Set task.
Rewrite the listing below as a numbered list, omitting any blank lines. Start at the line containing "Please pin the stone" and continue through the last line of the listing.

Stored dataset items
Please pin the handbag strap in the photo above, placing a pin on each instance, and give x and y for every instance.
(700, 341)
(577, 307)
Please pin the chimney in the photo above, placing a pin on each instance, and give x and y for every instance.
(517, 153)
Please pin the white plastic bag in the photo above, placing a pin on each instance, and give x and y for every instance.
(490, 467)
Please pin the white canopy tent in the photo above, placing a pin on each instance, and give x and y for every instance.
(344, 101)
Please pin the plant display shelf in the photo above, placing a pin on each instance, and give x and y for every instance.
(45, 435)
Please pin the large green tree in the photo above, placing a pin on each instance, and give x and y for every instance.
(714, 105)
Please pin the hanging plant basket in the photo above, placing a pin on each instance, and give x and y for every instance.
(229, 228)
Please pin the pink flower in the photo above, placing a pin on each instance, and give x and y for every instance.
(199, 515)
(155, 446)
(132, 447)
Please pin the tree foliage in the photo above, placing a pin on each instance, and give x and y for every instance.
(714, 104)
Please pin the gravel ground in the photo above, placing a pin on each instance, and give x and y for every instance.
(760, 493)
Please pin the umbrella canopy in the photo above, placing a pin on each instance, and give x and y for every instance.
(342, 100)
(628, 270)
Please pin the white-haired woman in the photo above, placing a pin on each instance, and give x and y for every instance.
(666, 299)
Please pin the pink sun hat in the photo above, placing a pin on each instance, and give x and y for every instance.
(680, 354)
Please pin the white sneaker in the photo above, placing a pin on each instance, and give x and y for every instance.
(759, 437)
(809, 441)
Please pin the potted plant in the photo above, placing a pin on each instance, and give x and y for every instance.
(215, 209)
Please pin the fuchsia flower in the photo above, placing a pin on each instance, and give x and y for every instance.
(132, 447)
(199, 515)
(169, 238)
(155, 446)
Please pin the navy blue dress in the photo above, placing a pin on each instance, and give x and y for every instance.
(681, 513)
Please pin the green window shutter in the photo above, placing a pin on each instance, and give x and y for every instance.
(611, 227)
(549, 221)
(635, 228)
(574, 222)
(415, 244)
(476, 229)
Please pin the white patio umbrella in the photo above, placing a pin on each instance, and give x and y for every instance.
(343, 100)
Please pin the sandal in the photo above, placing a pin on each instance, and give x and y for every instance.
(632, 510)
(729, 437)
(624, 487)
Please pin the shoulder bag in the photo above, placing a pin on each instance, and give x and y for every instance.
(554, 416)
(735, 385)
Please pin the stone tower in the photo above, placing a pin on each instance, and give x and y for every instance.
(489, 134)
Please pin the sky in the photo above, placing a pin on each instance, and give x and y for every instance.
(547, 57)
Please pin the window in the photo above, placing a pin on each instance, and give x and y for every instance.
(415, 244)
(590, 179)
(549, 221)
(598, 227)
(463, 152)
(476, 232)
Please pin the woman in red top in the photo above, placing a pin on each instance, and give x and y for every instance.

Task result.
1. Please pin the stone tower in the photo above, placing a pin on each instance, and give x and y for every instance.
2. (489, 134)
3. Please pin the sky in the photo above, placing a pin on each instance, and give x and y for every instance.
4. (547, 57)
5. Please pin the window in the photo above, placing a pin on each instance, and give x and y for every instance.
6. (415, 244)
7. (590, 179)
8. (549, 221)
9. (598, 227)
10. (463, 152)
11. (476, 232)
12. Please pin the woman in red top in the photo above, placing a pin on each instance, and give x and y for every instance.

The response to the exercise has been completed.